* _GOAL OF THE EXERCISE_
Output the lines between the one containing "I'd appreciate your help locating every palm tree in" and the one containing "204 163 229 185", inclusive, as a JSON list of strings. Use one string per line and omit any blank lines.

* BEGIN RECORDS FOR THIS TASK *

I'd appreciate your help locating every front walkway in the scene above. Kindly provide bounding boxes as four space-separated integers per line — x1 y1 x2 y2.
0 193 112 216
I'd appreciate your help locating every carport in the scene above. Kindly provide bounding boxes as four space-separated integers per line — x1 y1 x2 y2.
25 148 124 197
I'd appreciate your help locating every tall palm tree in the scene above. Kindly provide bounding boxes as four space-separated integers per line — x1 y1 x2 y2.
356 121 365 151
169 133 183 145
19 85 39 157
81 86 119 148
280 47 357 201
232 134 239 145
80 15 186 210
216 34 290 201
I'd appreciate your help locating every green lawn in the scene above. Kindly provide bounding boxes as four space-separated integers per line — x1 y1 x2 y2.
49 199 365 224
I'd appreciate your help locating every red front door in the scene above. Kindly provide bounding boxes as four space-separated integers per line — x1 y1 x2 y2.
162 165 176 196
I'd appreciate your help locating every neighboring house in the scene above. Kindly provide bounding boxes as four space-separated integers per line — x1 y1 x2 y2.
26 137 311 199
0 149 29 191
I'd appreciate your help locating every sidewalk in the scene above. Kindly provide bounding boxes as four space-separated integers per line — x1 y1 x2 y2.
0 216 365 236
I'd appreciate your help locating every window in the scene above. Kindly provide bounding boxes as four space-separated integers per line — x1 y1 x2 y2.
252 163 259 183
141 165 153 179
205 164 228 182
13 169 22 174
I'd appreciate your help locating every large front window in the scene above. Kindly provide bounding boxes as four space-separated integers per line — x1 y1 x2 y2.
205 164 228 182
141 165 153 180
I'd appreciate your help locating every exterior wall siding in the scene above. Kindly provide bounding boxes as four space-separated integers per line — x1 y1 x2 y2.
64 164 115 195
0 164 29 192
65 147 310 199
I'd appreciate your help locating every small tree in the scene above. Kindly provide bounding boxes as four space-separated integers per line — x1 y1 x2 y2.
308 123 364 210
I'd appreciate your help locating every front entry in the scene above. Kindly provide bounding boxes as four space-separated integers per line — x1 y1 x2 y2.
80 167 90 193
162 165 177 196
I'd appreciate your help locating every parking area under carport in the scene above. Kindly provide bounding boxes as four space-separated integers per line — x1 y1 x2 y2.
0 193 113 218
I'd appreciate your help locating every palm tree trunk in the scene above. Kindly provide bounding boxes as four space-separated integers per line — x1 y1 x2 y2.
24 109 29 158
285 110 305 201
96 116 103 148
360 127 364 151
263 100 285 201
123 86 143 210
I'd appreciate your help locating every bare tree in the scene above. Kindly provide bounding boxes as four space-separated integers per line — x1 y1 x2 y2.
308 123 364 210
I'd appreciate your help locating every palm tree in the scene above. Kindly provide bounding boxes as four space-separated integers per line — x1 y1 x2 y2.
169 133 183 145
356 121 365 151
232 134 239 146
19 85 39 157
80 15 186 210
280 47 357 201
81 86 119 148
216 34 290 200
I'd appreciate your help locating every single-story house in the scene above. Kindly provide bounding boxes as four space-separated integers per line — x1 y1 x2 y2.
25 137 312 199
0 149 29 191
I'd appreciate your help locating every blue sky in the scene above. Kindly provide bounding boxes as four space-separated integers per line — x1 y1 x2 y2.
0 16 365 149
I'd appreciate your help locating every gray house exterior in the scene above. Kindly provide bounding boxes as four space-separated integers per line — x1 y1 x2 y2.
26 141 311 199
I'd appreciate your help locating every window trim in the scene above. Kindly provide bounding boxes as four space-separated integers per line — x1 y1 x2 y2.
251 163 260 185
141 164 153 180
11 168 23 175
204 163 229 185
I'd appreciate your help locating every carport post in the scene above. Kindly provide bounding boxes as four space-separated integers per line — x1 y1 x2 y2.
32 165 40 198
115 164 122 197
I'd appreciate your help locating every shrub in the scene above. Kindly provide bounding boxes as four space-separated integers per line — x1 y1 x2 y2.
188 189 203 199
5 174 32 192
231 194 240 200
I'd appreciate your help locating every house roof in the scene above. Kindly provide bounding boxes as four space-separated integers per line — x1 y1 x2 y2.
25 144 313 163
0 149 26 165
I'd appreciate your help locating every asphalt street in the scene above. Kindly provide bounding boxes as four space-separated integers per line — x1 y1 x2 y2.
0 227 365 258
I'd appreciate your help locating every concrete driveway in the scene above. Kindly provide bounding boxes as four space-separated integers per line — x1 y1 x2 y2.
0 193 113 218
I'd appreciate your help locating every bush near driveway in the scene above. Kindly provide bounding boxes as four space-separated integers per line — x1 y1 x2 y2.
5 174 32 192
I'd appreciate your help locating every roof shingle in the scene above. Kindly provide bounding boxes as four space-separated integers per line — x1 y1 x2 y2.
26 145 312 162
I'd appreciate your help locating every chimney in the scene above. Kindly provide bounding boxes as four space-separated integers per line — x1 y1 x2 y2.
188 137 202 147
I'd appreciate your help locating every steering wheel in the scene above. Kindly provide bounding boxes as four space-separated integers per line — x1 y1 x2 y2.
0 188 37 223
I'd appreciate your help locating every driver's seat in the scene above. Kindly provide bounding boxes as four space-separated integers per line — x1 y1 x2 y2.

* END RECORDS FOR THIS TASK *

* _REPLY_
[
  "I'd appreciate your help locating every palm tree in the scene above. Kindly provide bounding boxes as four space-separated integers per line — x1 y1 x2 y2.",
  "169 133 183 145",
  "356 121 365 151",
  "232 134 239 146",
  "19 85 39 157",
  "80 15 186 210",
  "280 47 357 201",
  "81 86 119 148",
  "216 34 290 200",
  "I'd appreciate your help locating every single-story house in the scene above. Kindly provide bounding boxes as four space-separated integers per line — x1 y1 x2 y2.",
  "25 137 312 199",
  "0 149 29 191",
  "I'd appreciate your help locating every blue sky in the scene above. Kindly provide bounding boxes as four space-separated integers per line — x1 y1 x2 y2.",
  "0 16 365 149",
  "I'd appreciate your help locating every gray house exterior in the scene above. Kindly provide bounding boxes as four space-separated integers per line — x1 y1 x2 y2.",
  "26 141 311 199",
  "I'd appreciate your help locating every window trim in the scene above. Kindly provide bounding boxes as four space-separated integers per line — x1 y1 x2 y2.",
  "251 163 260 185",
  "141 164 153 180",
  "11 168 23 175",
  "204 163 229 185"
]